▶ _WHAT YOU SHOULD DO_
Set down every line of the records below verbatim, omitting the pictures.

▶ _DATA ROWS_
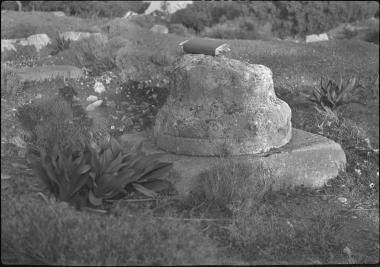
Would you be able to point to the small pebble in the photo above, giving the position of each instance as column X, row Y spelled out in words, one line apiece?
column 129, row 122
column 92, row 98
column 94, row 105
column 111, row 104
column 342, row 200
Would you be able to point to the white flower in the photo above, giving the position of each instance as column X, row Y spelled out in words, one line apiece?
column 99, row 88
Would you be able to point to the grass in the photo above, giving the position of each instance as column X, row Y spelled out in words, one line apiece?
column 22, row 24
column 236, row 219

▶ _TASK RESPONSE_
Would you be able to point to the small pebble in the photo above, giving the position of each instance as column X, row Y spelled out in words, one line apiece?
column 129, row 122
column 92, row 98
column 94, row 105
column 111, row 104
column 342, row 200
Would you be able to point to the white flower in the photo above, giving the position of each instance as column X, row Y spelled out in words, one line apiece?
column 99, row 88
Would you be able to point to the grass in the photo above, giving the position of each instance as column X, row Y spelled out in words, one line apiece?
column 22, row 24
column 236, row 219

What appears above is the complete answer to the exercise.